Stated exercise — Pictures in the records should not be copied, but every other part must be repeated exactly.

Coordinate labeling data —
+---+

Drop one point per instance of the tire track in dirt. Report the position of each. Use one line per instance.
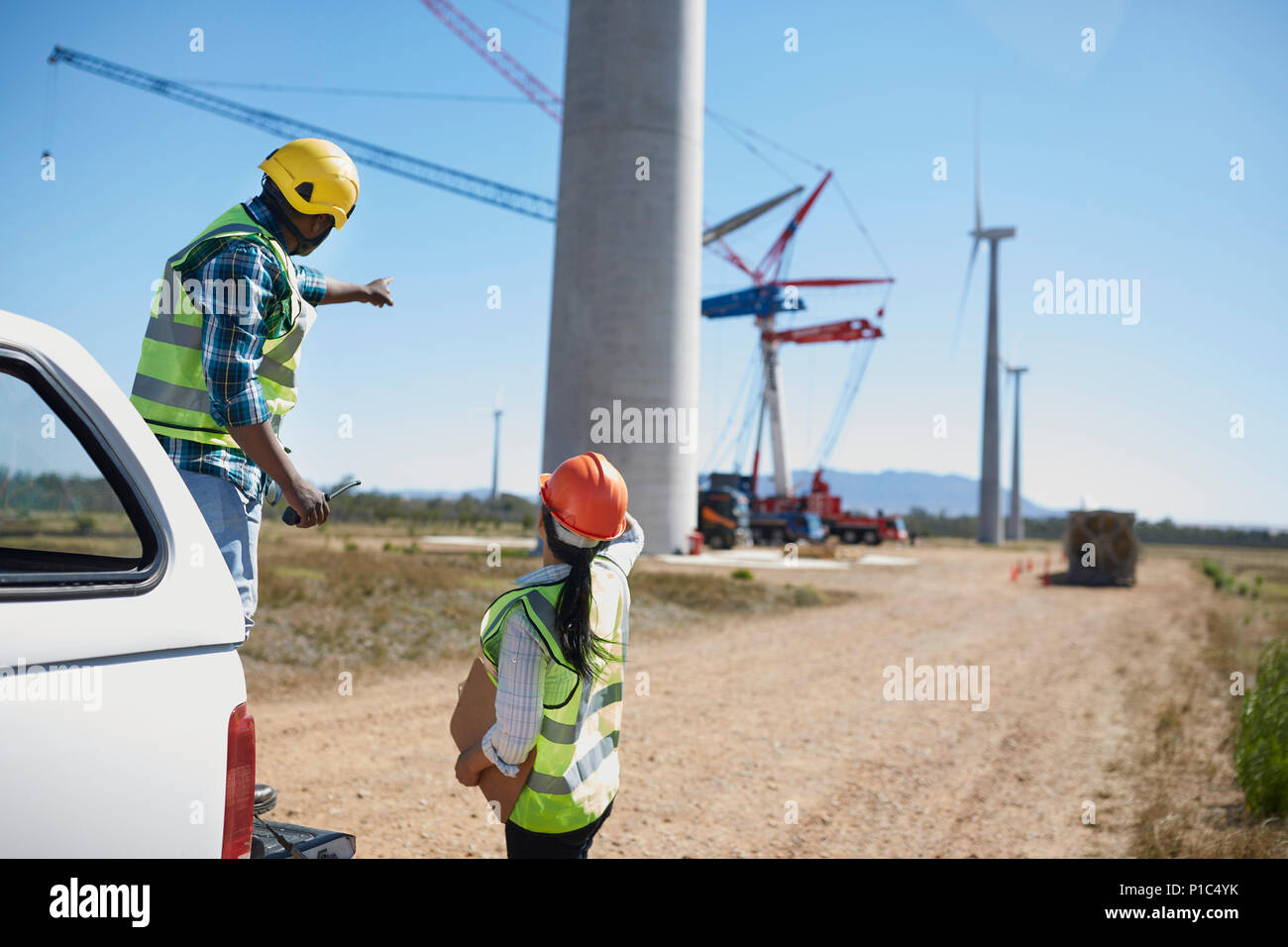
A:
(746, 720)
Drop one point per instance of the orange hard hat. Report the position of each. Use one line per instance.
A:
(588, 496)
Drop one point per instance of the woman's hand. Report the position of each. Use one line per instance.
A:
(469, 764)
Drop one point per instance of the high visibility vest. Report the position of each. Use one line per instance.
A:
(576, 772)
(170, 385)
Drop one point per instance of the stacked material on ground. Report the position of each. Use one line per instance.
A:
(1102, 547)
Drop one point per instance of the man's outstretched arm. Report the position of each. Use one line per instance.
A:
(340, 291)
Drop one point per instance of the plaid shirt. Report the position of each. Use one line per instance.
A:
(523, 663)
(233, 342)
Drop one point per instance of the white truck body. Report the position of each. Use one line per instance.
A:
(133, 762)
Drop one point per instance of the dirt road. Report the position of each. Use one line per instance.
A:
(771, 737)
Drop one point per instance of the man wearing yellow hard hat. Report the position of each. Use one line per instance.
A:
(222, 348)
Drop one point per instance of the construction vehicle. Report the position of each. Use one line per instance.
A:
(724, 518)
(769, 521)
(849, 526)
(786, 515)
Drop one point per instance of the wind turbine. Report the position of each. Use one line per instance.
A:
(496, 438)
(991, 460)
(1016, 528)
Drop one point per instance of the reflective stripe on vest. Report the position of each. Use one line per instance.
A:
(170, 385)
(576, 771)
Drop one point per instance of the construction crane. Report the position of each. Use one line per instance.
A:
(497, 58)
(764, 300)
(395, 162)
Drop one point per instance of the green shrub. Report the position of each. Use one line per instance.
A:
(1261, 750)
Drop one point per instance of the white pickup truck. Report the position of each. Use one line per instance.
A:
(124, 728)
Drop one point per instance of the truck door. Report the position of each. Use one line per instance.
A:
(119, 622)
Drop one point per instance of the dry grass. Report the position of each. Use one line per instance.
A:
(359, 603)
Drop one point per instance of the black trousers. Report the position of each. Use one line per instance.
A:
(519, 843)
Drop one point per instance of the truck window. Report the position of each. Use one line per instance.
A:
(62, 517)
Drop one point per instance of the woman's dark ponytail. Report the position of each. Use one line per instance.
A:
(572, 611)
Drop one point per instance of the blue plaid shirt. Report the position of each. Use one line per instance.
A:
(232, 344)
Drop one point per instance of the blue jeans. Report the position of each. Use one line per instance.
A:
(233, 519)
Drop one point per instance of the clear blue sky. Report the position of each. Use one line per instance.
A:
(1113, 163)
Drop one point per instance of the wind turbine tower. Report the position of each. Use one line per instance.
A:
(496, 440)
(990, 480)
(1017, 525)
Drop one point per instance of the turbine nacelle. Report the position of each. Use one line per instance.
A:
(993, 234)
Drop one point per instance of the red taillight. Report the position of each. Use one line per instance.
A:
(240, 784)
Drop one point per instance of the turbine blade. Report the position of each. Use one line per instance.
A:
(979, 175)
(961, 305)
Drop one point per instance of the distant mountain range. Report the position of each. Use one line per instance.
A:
(896, 491)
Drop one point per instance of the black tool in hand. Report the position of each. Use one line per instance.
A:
(290, 517)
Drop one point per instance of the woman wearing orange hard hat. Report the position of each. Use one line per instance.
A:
(555, 647)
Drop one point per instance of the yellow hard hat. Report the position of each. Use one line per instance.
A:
(317, 176)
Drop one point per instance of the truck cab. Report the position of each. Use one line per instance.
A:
(724, 518)
(124, 723)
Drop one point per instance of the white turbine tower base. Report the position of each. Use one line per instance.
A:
(990, 528)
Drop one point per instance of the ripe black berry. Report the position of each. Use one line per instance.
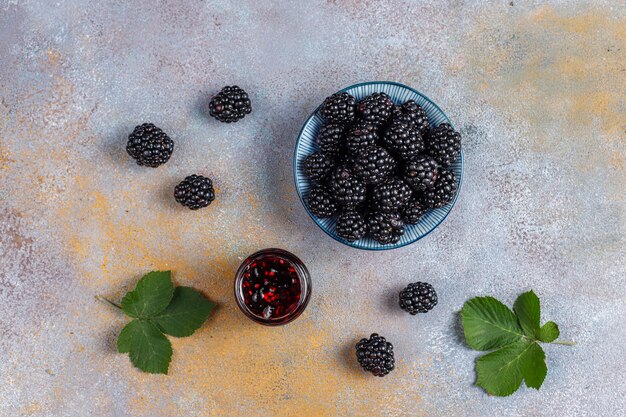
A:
(347, 189)
(149, 145)
(339, 108)
(375, 108)
(403, 140)
(443, 191)
(391, 195)
(418, 297)
(385, 228)
(413, 211)
(321, 202)
(318, 166)
(375, 355)
(360, 136)
(230, 104)
(373, 164)
(330, 137)
(421, 173)
(195, 192)
(414, 115)
(351, 225)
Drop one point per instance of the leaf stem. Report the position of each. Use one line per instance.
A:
(563, 342)
(106, 300)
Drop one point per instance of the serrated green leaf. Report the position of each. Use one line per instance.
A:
(528, 311)
(149, 349)
(549, 332)
(534, 366)
(185, 313)
(151, 295)
(125, 339)
(501, 372)
(489, 324)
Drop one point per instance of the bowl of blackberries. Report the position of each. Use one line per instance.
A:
(378, 165)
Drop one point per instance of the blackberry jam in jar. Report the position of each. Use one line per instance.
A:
(272, 287)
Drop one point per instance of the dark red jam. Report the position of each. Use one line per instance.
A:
(271, 287)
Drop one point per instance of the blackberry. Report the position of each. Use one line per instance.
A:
(418, 297)
(321, 202)
(414, 115)
(391, 195)
(375, 355)
(373, 164)
(149, 145)
(403, 140)
(421, 173)
(375, 108)
(360, 136)
(195, 192)
(347, 189)
(385, 228)
(230, 104)
(413, 211)
(330, 137)
(351, 226)
(339, 108)
(443, 191)
(318, 165)
(444, 144)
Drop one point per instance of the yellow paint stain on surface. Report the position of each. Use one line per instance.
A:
(551, 66)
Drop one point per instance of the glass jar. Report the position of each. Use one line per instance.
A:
(272, 287)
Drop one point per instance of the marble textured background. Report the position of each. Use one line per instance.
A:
(536, 89)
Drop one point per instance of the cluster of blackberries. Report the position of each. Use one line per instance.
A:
(376, 354)
(151, 147)
(380, 166)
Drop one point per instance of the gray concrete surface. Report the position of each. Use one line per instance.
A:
(536, 89)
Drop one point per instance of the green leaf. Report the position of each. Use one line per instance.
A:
(549, 332)
(534, 366)
(501, 372)
(528, 313)
(149, 349)
(185, 314)
(489, 324)
(151, 295)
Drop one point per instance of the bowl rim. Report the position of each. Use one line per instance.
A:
(379, 247)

+---+

Correct result —
Drop one point per instance of the tire track in dirt. Report the position of each. Use one line per instance.
A:
(746, 720)
Drop one point per instance of the orange hard hat. Report the position of each. Use one line per instance.
A:
(588, 496)
Drop one point per instance of the woman's hand. Report the position of each. Use one line per instance.
A:
(469, 764)
Drop one point per instance of the high visibility vest. Report the position of each. Use one line per instance.
A:
(576, 772)
(170, 385)
Drop one point per instance of the stacked material on ground. Report the position of each. Use one line per instance.
A:
(1102, 547)
Drop one point per instance of the man's outstretched arm. Report the position of each. Use one line per instance.
A:
(340, 291)
Drop one point per instance of the plaid shirt. Report the position of each. Use one line per instance.
A:
(523, 663)
(233, 342)
Drop one point per instance of the white truck body. Report the position of each. Use one line per instance.
A:
(133, 762)
Drop one point per instance of the dirt road. Report the position of each. Use one line per instance.
A:
(771, 737)
Drop one point per instance of the man wearing yellow hard hat. Report the position of each. Use one line per instance.
A:
(222, 348)
Drop one point per instance of the construction vehicle. Report the position of each. Use one line per instance.
A:
(724, 518)
(769, 521)
(849, 526)
(786, 515)
Drop one point per instance of the wind turbine. Report the position of each. Use one line per instance.
A:
(496, 438)
(991, 460)
(1016, 528)
Drop one point per instance of the reflective stripe on vest. Report the position of each. Use one line per instance.
A:
(170, 385)
(576, 771)
Drop one point per instance of the construction crane. Report the position of each. Use one line per instance.
A:
(497, 58)
(764, 300)
(395, 162)
Drop one point per instance of the green shrub. Report the position of each. Use one line per instance.
A:
(1261, 750)
Drop one point per instance of the white pickup truck. Report the position of each. Use one line per instance.
A:
(124, 728)
Drop one point per instance of the truck door. Report the position of each. Use one line per instance.
A:
(119, 622)
Drop one point per instance of the dry grass. Report the position of each. Use one line per instance.
A:
(359, 603)
Drop one point per instance of the black trousers. Report the position of each. Use one line per instance.
A:
(519, 843)
Drop one point per instance of the truck window. Report the position of each. Use one line per instance.
A:
(62, 517)
Drop one point per instance of the woman's dark ponytail. Report the position of each. Use one line per instance.
A:
(572, 611)
Drop one point per instance of the blue plaid shirt. Report the position of each. Use one line per instance.
A:
(232, 344)
Drop one point per instance of the blue jeans. Report the position of each. Use one line per instance.
A:
(233, 519)
Drop one point per instance of the clear blue sky. Report the position of each. Use one line per instance.
A:
(1113, 163)
Drop one point per instance of the wind turbine tower. Report the position of each. Use one line per instance.
A:
(496, 440)
(990, 480)
(1017, 525)
Drop one point per instance of the turbine nacelle. Report the position of each. Use one line per instance.
A:
(993, 234)
Drop one point per instance of the red taillight. Report the position of each. Use one line per instance.
A:
(240, 784)
Drop one point per instance of the turbine blade. Report the position of each. Use one line per instance.
A:
(979, 175)
(961, 305)
Drop one point per instance of the distant mountain range. Report the position of each. Use one line per instance.
A:
(896, 491)
Drop one point per instance of the black tool in hand. Report the position of each. Use one line per instance.
A:
(290, 517)
Drop one point per instance of the woman wearing orange hard hat. Report the position of each. Use one line per instance.
A:
(555, 647)
Drop one point per instance of the yellow hard hat. Report the position of each. Use one line per instance.
A:
(317, 176)
Drop one point per instance of the truck cab. Report the position of each. Use one line per instance.
A:
(724, 518)
(124, 723)
Drop one point per instance of the white turbine tower base. Report the position of each. Use one line per instance.
A:
(990, 528)
Drop one point per instance of the ripe black berry. Report the position of each. Use one line per instance.
A:
(347, 189)
(149, 145)
(339, 108)
(375, 108)
(403, 140)
(443, 191)
(391, 195)
(418, 297)
(385, 228)
(413, 211)
(321, 202)
(318, 166)
(375, 355)
(360, 136)
(230, 104)
(373, 164)
(330, 137)
(421, 173)
(195, 192)
(414, 115)
(351, 225)
Drop one point per instance of the leaf stem. Report the position of each. Use one line per instance.
A:
(563, 342)
(106, 300)
Drop one point per instance of the serrated green leaf. Report the position of each. Use one line per instance.
A:
(528, 311)
(149, 349)
(549, 332)
(534, 366)
(185, 313)
(151, 295)
(125, 339)
(501, 372)
(489, 324)
Drop one point per instance of the bowl of blackberries. Report the position of each. Use one line per instance.
A:
(378, 165)
Drop one point per instance of the blackberry jam in jar. Report the position of each. Use one line per instance.
A:
(272, 287)
Drop one point per instance of the dark red jam. Report the position of each. Use one line per instance.
A:
(271, 287)
Drop one point per instance of the blackberry. Report the position of each. Use one line per instance.
A:
(418, 297)
(321, 202)
(414, 115)
(391, 195)
(375, 355)
(373, 164)
(149, 145)
(403, 140)
(421, 173)
(375, 108)
(360, 136)
(195, 192)
(347, 189)
(385, 228)
(230, 104)
(413, 211)
(330, 137)
(351, 226)
(339, 108)
(443, 191)
(318, 165)
(444, 144)
Drop one point per instance of the yellow paint stain on surface. Report the position of each. Use one line per instance.
A:
(551, 66)
Drop one point per instance of the glass jar. Report the position of each. Use one line per instance.
A:
(272, 287)
Drop one point per instance of the marble textured background. Report the position of each. Use one line per instance.
A:
(536, 89)
Drop one point per instance of the cluster of blackberries. Report the position of each. Use one line per instance.
A:
(376, 354)
(151, 147)
(380, 166)
Drop one point per instance of the gray concrete surface. Report the position of each. Use one line per instance.
A:
(536, 89)
Drop one point per instance of the green leaf. Report the position of each. Use one line per instance.
A:
(549, 332)
(534, 366)
(501, 372)
(528, 313)
(149, 349)
(185, 314)
(489, 324)
(151, 295)
Drop one point per instance of the bowl rim. Report the position of each. Use one line per instance.
A:
(379, 247)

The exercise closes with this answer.